## Exercise goal
Pull out each line of the records holding the string "table".

*****

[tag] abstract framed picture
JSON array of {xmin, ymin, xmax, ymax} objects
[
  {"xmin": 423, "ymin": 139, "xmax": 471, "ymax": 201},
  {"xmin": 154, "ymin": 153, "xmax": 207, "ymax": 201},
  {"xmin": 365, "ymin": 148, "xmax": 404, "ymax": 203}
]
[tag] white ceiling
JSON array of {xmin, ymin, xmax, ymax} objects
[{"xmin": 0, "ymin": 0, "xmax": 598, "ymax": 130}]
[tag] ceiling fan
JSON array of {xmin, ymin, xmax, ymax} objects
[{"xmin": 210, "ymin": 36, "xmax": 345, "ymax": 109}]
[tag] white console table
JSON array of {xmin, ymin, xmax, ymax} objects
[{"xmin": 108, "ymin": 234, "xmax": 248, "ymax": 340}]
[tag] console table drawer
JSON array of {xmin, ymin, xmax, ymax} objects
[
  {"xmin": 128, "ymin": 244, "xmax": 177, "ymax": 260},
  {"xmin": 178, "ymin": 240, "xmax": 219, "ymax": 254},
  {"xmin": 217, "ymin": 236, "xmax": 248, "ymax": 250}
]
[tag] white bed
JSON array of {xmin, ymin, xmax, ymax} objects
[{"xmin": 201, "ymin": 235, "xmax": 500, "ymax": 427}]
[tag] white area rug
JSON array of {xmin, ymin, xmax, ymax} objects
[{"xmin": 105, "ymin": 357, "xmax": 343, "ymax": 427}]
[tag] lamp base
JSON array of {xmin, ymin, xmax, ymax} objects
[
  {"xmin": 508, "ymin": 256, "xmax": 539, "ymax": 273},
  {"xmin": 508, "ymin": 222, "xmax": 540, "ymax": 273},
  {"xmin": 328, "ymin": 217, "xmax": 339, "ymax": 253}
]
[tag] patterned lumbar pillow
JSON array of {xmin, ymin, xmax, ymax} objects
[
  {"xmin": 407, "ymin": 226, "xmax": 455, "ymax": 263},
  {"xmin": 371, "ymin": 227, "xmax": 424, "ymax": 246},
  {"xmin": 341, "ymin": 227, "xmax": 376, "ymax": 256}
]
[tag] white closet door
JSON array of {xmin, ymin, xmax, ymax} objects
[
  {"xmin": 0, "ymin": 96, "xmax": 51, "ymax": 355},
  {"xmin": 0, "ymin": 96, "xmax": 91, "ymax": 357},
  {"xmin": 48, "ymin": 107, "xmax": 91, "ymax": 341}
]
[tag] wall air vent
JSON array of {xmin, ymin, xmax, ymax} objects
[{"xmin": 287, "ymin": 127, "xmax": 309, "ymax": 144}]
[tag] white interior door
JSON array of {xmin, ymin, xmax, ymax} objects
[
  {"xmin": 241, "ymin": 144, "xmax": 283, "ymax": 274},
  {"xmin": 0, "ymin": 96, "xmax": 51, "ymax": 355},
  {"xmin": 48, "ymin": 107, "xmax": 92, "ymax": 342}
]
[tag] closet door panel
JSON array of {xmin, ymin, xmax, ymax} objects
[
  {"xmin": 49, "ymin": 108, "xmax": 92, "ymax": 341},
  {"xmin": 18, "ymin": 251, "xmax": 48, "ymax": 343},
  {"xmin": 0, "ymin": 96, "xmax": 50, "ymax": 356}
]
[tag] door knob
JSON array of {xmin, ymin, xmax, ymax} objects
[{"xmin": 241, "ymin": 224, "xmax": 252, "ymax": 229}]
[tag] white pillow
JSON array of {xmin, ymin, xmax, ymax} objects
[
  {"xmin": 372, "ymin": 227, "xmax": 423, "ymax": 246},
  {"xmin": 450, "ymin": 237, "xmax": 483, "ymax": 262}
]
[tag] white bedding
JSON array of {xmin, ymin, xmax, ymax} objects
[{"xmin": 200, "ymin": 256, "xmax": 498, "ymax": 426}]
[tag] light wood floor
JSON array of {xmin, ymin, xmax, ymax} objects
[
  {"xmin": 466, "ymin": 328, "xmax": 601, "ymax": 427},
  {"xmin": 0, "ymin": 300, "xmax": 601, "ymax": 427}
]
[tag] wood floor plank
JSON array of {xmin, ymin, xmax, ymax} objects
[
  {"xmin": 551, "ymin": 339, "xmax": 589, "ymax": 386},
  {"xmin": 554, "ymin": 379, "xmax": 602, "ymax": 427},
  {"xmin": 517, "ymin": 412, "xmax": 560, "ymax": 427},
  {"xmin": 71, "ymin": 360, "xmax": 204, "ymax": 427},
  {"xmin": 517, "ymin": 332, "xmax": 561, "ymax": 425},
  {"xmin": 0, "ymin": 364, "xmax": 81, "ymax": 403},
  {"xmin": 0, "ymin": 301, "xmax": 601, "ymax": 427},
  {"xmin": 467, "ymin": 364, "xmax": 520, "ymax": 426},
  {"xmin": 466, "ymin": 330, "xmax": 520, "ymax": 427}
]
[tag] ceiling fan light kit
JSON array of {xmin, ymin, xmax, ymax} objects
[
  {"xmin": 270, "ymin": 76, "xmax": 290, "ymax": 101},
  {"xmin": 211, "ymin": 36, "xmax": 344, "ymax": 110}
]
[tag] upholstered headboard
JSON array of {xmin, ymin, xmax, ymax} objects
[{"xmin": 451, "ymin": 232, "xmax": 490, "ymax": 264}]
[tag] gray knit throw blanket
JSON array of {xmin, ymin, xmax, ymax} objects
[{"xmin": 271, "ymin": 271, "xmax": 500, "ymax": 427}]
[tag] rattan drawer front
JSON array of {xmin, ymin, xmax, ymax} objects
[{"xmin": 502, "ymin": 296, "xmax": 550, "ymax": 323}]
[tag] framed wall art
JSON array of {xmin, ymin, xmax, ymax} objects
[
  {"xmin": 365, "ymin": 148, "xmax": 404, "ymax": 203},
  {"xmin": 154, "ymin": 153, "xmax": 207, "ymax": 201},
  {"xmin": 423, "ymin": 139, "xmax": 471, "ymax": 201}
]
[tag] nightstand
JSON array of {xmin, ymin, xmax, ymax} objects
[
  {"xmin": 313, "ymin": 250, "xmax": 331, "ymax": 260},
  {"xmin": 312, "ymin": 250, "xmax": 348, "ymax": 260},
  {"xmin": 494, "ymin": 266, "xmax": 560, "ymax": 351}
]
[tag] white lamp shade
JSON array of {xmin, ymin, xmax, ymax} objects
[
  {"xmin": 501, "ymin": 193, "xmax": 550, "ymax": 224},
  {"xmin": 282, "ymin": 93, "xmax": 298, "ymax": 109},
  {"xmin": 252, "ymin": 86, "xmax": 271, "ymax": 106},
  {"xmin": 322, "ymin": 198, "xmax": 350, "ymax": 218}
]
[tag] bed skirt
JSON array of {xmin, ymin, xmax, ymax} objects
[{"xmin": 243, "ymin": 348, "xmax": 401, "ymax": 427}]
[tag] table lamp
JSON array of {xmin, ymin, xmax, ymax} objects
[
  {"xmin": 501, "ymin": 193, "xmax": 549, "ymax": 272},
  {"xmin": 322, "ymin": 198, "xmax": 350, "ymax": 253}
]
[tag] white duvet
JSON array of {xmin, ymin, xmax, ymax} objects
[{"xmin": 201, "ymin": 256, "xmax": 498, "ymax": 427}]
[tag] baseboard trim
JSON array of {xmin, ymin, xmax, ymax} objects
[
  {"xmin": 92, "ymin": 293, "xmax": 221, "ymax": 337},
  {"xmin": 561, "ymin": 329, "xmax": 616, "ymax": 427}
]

*****

## Answer
[tag] white console table
[tag] console table drawer
[tag] table lamp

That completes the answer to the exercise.